◆ **Given passage**
Another advantage is that Iran has linked itself with both Russia and China, both American adversaries. The disappearance of a hostile Iran weakens both those countries, and a muscular American response to the Iranian threat might serve to deter China from invading Taiwan. Those are also American interests, which cannot be advanced by words, threats, or negotiations, but only by forceful and fruitful action.

Rendered impotent with the total loss of its nuclear program, Iran would be ripe for regime change, and this is the touchiest subject of all. This can only come from the Iranian people, who we have been told for many years despise the brutal reign of the Ayatollahs. If Iranian offensive capabilities are neutered – their defensive ones are currently almost non-existent – then the time has come for the opposition forces to present themselves, organize, and foment strife, and overthrow their oppressors. Obviously, this cannot be done from or by Israel and the United States, but both can assist from afar, and ultimately, this is the only path to stability and security in the region.

If Fordow is left intact, then even this grievously injured Iran becomes even more dangerous. If the Ayatollahs and the Islamic Revolution live to maraud another day, then they will, and they will rebuild, faster and deadlier. Regime change will not be simple, for as we have seen, Islamic radicals do not play by the rules of war, the Geneva conventions and the farce of international law mean zilch to them, and they will gladly stoop to barbarity to retain their power. But destruction of their nuclear weapons program and loss of their oil revenue – which should be on the table even now to drive them into submission – will weaken them even more and bolster opposition forces.

What should be intolerable to the US, Israel, and Europe is the marriage of religious fanaticism with weapons of mass destruction. Now is the time to put a death blow to that evil fantasy – and end the suffering of the wounded bear. Can it be done? In truth, democracies have an extremely poor record of anticipating threats and acting to forestall them.

Saved data entries

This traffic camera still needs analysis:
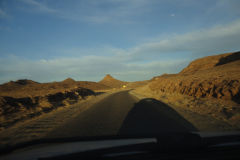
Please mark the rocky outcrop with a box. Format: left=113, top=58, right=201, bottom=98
left=98, top=74, right=128, bottom=88
left=0, top=88, right=95, bottom=128
left=149, top=52, right=240, bottom=103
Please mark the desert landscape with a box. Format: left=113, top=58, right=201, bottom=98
left=0, top=52, right=240, bottom=148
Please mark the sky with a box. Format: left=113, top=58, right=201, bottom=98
left=0, top=0, right=240, bottom=83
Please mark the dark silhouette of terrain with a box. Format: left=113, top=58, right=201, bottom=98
left=118, top=98, right=197, bottom=135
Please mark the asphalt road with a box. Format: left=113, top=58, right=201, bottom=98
left=47, top=91, right=196, bottom=138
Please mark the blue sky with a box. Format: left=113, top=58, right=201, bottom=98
left=0, top=0, right=240, bottom=83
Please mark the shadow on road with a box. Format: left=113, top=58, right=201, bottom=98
left=118, top=98, right=197, bottom=135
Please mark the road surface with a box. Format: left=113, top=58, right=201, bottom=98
left=47, top=91, right=197, bottom=137
left=0, top=90, right=231, bottom=144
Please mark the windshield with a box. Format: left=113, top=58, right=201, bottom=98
left=0, top=0, right=240, bottom=147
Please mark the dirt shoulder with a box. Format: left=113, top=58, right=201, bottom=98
left=0, top=91, right=116, bottom=147
left=130, top=85, right=240, bottom=131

◆ **What you have to do**
According to the passage on Iran, what might a muscular American response to the Iranian threat deter China from doing? The entries play no part in the task.

◆ **Response area**
Invading Taiwan.